---------- Excerpted passage

Studio album by Shriekback
- Released: 1986
- Recorded: 1 May – 23 July 1986
- Studios: The Point, London; The Fallout Shelter, London
- Genre: Pop
- Label: Island
- Producer: Gavin MacKillop

Shriekback chronology
| Oil & Gold (1985) | Big Night Music (1986) | Go Bang! (1988) |

Singles from Big Night Music
- "Gunning for the Buddha" Released: 1986; "Running on the Rocks" Released: 1986;

= Big Night Music =

Big Night Music is a studio album by the English band Shriekback, released in 1986. It spent six weeks on the Billboard album chart, peaking at number 145. With the departure of Carl Marsh, Barry Andrews took over as the band's frontman. Remaining original member Dave Allen left the band following the release of the album.

==Track listing==
All songs by Dave Allen, Barry Andrews and Martyn Barker.

--------------------
---------- Given information

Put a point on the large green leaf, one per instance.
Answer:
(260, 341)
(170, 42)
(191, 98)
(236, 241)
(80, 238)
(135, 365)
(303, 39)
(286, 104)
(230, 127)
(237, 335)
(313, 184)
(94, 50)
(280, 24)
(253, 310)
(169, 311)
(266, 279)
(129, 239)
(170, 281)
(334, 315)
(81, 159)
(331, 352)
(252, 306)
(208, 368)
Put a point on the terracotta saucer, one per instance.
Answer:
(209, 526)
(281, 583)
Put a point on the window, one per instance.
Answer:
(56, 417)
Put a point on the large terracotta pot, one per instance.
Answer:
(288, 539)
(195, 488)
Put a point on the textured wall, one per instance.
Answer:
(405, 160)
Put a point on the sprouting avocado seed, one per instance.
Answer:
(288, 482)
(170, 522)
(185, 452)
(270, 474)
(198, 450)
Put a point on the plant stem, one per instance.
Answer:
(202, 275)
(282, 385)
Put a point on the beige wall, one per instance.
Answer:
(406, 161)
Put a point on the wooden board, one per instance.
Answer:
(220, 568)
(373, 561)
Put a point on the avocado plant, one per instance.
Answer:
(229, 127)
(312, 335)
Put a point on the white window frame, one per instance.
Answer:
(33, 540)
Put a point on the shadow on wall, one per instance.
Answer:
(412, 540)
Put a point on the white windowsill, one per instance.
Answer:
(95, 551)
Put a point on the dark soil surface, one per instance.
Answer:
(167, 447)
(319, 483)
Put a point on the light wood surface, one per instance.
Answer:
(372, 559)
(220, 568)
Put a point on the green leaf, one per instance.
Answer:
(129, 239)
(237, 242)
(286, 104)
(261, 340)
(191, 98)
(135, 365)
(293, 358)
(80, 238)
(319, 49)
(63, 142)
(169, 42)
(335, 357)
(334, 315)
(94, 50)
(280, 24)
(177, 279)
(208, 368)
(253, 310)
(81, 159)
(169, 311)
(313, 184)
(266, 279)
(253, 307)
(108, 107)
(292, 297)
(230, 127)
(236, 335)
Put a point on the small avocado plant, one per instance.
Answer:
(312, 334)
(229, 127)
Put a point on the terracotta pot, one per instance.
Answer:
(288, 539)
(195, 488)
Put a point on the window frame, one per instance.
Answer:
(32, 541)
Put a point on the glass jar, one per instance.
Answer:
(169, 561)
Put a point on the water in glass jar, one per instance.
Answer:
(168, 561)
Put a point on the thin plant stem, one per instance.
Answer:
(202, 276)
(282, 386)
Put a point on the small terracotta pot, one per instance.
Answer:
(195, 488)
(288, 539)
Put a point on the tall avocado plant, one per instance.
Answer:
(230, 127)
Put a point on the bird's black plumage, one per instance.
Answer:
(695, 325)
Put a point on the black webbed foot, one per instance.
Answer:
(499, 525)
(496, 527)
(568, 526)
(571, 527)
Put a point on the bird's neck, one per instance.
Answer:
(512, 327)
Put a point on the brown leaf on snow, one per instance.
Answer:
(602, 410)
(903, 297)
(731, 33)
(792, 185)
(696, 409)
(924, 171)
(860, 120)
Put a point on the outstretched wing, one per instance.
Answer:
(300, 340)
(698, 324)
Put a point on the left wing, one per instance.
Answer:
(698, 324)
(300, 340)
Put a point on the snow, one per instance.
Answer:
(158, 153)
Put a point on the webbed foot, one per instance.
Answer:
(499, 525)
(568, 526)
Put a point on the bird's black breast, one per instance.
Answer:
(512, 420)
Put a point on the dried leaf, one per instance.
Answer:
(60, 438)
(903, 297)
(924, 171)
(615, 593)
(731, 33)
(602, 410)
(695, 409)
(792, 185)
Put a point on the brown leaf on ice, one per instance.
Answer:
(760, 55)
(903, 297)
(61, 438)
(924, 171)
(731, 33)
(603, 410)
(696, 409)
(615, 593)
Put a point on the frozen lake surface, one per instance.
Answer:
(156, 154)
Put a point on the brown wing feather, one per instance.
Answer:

--------------------

### Tasks to complete
1. Sum up the album entry in two sentences.
2. Rewrite the album entry's passage starting at "Shriekback chronology" and ending at "of the album.", swapping "six weeks" for "eight weeks".
3. Based on the album entry, do these statements hold? (a) The album was recorded at studios in London. (b) Carl Marsh became the band's frontman for this album. (c) Dave Allen and Barry Andrews were the only songwriters credited. Answer yes or no for each and quote the deciding words.

### Responses to the tasks
1. Big Night Music is a 1986 studio album by the English band Shriekback, released on Island and produced by Gavin MacKillop, and it peaked at number 145 on the Billboard album chart. Barry Andrews took over as frontman after Carl Marsh departed, and Dave Allen left the band after the album's release.

2.
Shriekback chronology
| Oil & Gold (1985) | Big Night Music (1986) | Go Bang! (1988) |

Singles from Big Night Music
- "Gunning for the Buddha" Released: 1986; "Running on the Rocks" Released: 1986;

= Big Night Music =

Big Night Music is a studio album by the English band Shriekback, released in 1986. It spent eight weeks on the Billboard album chart, peaking at number 145. With the departure of Carl Marsh, Barry Andrews took over as the band's frontman. Remaining original member Dave Allen left the band following the release of the album.

3.
(a) Yes: "Studios: The Point, London; The Fallout Shelter, London"
(b) No: "With the departure of Carl Marsh, Barry Andrews took over as the band's frontman."
(c) No: "All songs by Dave Allen, Barry Andrews and Martyn Barker."